= Beginning of Section =

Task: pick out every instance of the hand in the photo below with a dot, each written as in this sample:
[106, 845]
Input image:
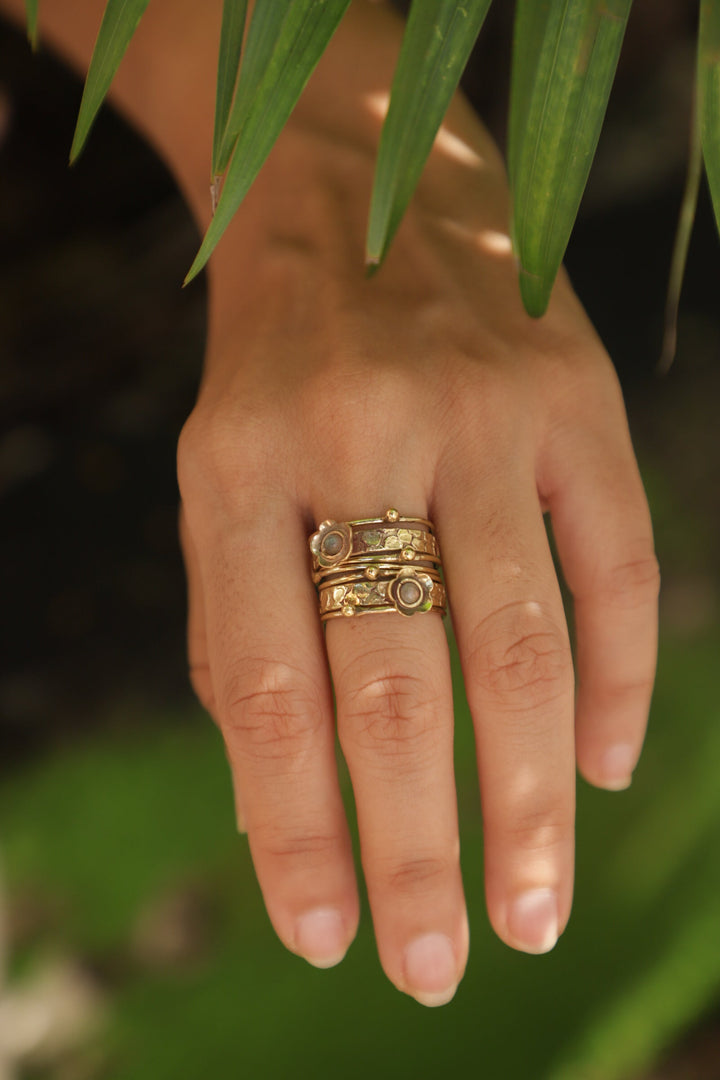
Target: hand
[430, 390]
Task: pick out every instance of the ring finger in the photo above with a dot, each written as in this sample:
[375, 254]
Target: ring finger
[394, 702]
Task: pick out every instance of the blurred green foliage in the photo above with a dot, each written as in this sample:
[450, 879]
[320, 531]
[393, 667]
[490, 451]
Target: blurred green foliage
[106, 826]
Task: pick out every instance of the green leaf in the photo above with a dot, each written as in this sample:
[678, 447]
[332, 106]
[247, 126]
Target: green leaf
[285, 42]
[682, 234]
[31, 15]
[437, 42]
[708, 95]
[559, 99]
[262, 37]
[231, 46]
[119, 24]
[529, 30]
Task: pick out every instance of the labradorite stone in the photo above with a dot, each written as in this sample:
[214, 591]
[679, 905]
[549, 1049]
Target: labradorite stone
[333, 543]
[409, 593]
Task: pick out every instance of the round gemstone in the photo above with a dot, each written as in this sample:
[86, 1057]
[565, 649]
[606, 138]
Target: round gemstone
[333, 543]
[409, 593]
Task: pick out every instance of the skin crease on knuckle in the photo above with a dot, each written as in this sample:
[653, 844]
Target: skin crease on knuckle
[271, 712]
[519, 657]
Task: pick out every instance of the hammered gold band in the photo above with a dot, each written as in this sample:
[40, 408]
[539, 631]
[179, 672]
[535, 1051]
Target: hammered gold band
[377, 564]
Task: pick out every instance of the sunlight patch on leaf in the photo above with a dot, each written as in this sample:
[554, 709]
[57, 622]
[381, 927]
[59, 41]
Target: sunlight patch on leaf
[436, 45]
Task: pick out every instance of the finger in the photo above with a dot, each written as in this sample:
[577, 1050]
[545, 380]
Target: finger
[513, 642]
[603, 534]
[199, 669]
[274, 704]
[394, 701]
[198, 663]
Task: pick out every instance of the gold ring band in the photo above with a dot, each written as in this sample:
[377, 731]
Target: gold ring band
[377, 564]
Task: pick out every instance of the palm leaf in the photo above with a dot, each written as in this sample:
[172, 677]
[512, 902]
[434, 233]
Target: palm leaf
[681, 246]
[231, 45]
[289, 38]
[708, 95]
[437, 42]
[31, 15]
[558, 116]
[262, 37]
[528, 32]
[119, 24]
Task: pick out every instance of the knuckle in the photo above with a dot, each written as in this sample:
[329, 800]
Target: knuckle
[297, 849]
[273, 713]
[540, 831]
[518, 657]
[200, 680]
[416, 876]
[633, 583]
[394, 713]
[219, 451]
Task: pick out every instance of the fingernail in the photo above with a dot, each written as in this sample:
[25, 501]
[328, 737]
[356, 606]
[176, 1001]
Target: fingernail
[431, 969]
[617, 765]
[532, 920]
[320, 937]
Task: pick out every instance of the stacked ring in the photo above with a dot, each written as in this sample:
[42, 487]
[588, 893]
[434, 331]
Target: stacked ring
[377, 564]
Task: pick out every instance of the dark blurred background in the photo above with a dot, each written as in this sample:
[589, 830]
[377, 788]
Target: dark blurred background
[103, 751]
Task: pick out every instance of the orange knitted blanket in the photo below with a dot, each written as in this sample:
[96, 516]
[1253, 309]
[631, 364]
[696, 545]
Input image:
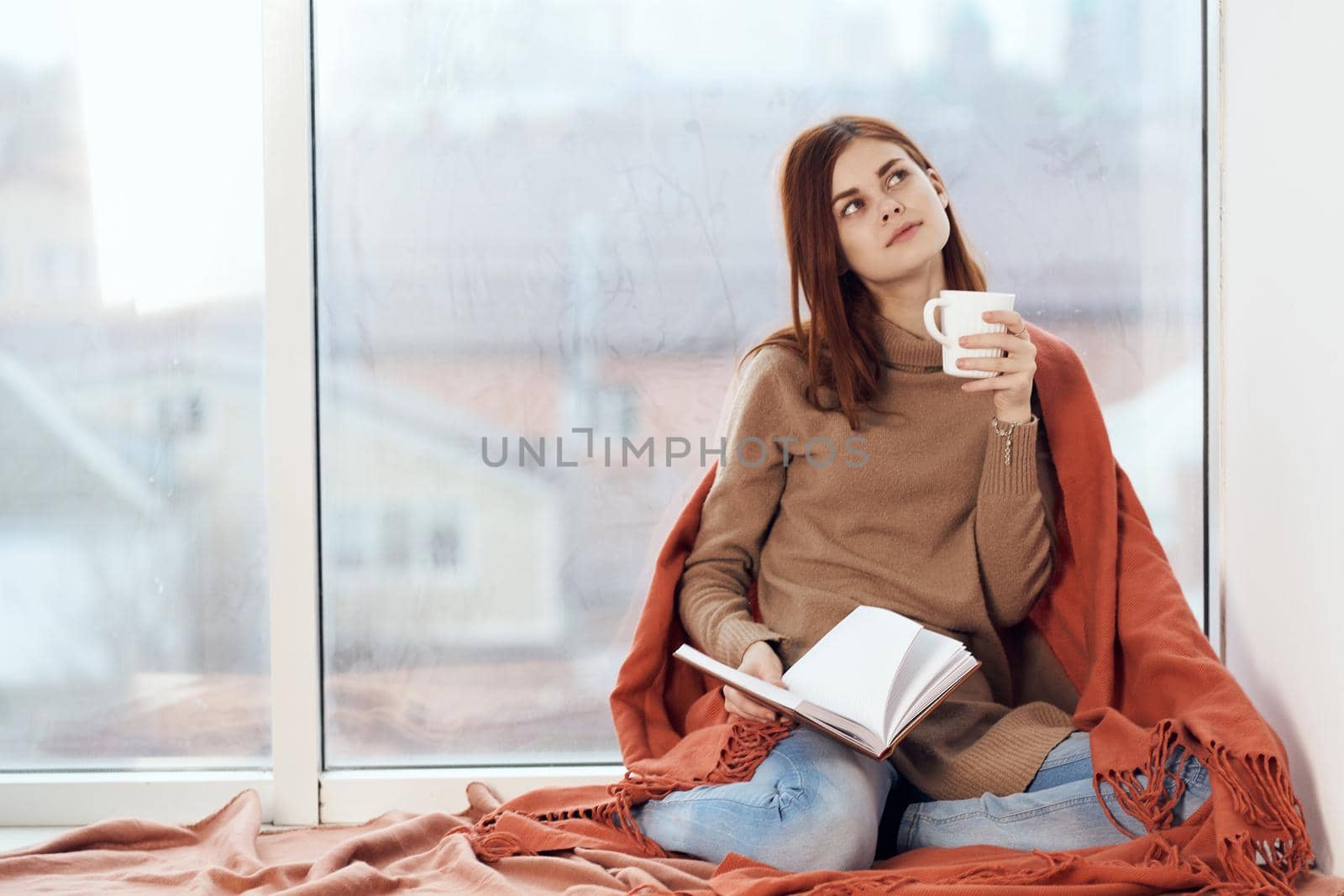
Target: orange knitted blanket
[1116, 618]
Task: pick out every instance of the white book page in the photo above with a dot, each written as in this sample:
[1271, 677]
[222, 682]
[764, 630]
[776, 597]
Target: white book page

= End of Section =

* _WORK ITEM_:
Please report only the number of lines above that include "below".

* _RESPONSE AREA_:
2